START

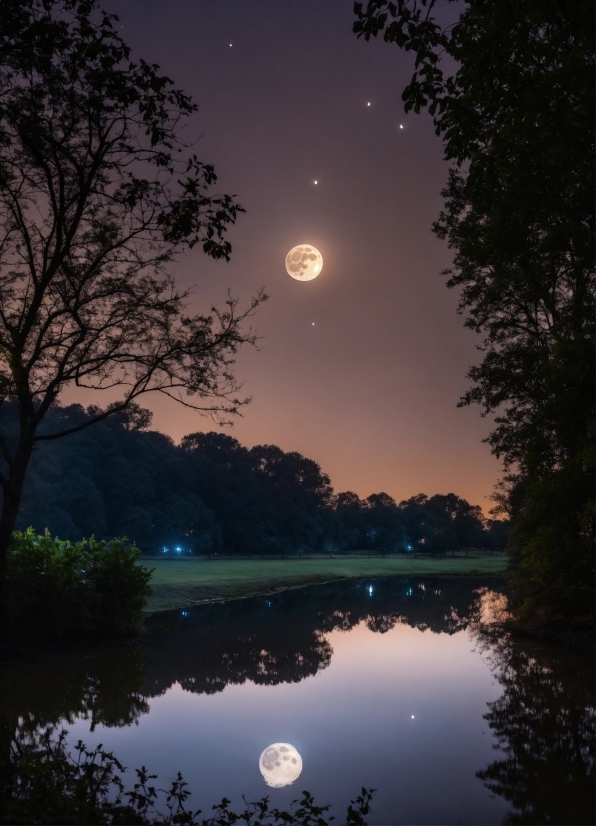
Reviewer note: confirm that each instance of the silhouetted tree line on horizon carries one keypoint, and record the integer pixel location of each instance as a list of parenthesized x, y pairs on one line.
[(210, 493)]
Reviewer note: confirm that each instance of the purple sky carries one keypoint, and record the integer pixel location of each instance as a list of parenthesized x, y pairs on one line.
[(369, 391)]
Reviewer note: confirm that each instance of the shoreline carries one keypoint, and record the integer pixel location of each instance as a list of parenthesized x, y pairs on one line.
[(178, 584)]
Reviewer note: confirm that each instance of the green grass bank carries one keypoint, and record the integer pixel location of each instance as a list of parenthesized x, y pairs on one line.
[(177, 583)]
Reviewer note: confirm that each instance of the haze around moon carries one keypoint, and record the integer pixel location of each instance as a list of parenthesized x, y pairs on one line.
[(304, 262), (280, 765)]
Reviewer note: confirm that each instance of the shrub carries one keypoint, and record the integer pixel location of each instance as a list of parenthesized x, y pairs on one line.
[(59, 589), (50, 786)]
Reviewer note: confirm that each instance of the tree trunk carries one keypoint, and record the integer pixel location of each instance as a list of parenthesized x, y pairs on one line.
[(13, 490)]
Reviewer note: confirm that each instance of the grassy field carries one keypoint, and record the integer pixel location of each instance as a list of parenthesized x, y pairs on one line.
[(177, 583)]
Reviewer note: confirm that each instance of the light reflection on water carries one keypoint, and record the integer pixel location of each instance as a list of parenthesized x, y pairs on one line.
[(401, 689)]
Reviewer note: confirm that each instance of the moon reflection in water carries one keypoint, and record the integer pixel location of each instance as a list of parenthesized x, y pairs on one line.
[(280, 765)]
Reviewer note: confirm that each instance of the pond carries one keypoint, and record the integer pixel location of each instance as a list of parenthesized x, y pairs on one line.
[(398, 684)]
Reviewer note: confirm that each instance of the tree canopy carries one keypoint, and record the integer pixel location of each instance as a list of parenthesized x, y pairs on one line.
[(98, 194), (510, 88)]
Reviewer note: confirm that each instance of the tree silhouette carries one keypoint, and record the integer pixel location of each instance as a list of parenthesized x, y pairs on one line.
[(519, 216), (97, 195)]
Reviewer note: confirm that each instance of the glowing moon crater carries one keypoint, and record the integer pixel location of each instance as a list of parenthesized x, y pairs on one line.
[(304, 262), (280, 765)]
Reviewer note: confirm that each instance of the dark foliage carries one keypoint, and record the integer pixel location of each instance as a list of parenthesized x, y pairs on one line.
[(544, 723), (59, 589), (51, 786), (211, 494), (98, 194), (511, 91)]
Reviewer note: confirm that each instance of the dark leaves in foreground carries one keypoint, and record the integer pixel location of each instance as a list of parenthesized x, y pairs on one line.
[(48, 785)]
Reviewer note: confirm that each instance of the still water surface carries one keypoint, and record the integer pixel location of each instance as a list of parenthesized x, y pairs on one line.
[(395, 684)]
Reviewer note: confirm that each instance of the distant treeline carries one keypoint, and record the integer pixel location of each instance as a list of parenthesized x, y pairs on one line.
[(117, 478)]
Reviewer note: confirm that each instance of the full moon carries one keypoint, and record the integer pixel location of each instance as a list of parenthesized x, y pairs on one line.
[(304, 262), (280, 765)]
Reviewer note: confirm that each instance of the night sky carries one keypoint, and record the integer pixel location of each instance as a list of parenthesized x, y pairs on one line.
[(369, 391)]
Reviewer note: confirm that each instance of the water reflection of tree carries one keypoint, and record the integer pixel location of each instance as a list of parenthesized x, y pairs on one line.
[(102, 687), (282, 638), (544, 724)]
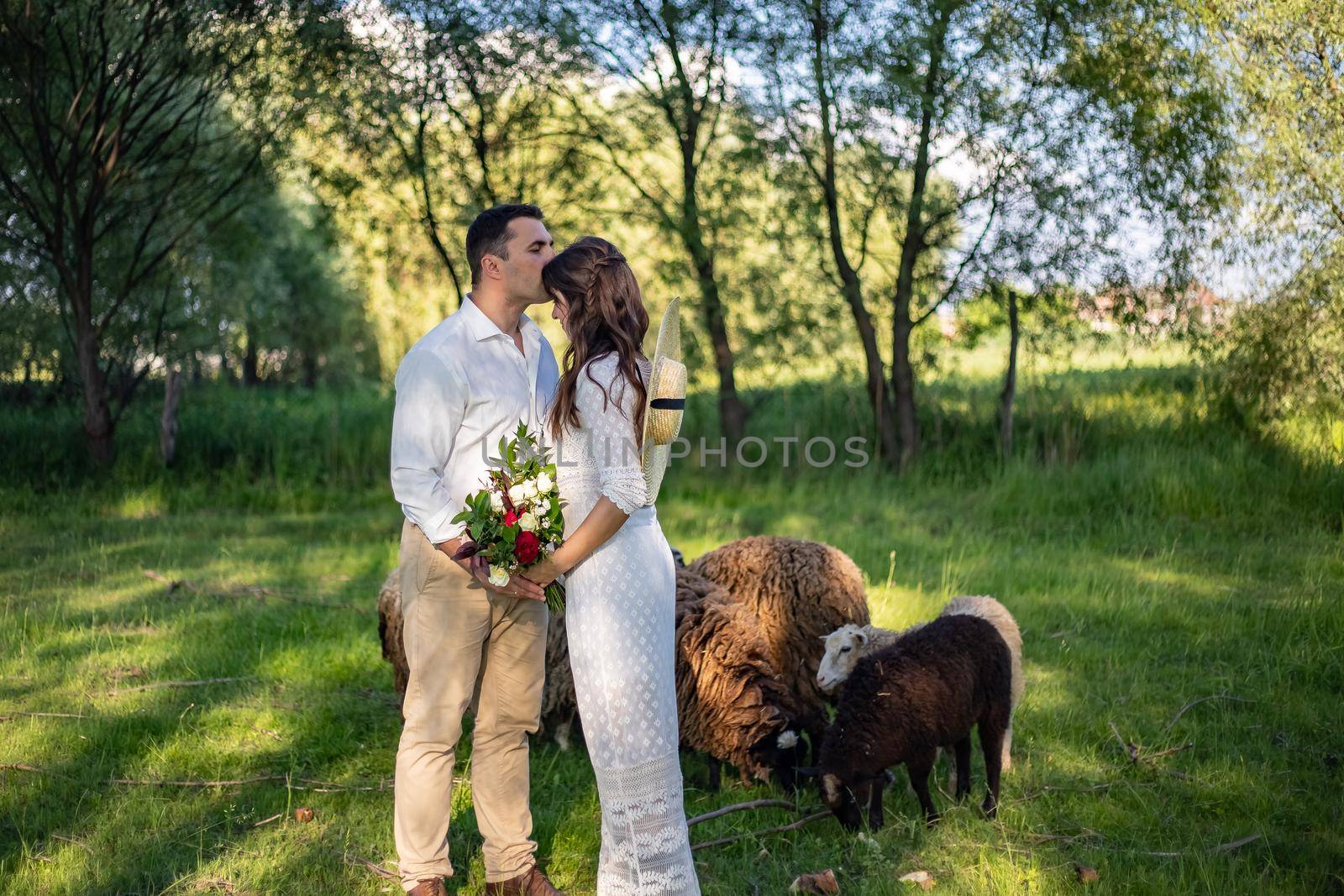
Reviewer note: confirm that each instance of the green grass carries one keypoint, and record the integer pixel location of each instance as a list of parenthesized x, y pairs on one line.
[(1152, 555)]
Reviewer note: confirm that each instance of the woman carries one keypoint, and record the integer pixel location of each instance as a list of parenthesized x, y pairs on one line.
[(620, 584)]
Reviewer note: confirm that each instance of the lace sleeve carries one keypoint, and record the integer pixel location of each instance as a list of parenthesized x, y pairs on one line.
[(608, 423)]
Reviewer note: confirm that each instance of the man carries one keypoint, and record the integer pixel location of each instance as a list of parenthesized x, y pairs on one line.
[(470, 644)]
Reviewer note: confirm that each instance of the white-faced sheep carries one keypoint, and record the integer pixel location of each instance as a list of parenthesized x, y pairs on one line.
[(848, 644), (799, 591), (732, 705), (906, 701)]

END

Restate word for word the part of the material that opens with the line containing "Reviewer note: confirm that each instance of the shoreline" and closes with the line containing "[(178, 584)]", including both of those lines.

Reviewer note: confirm that each instance of the shoreline carries one keypoint, and record the integer pixel location of each instance as a list of parenthesized x, y pairs on one line.
[(178, 584)]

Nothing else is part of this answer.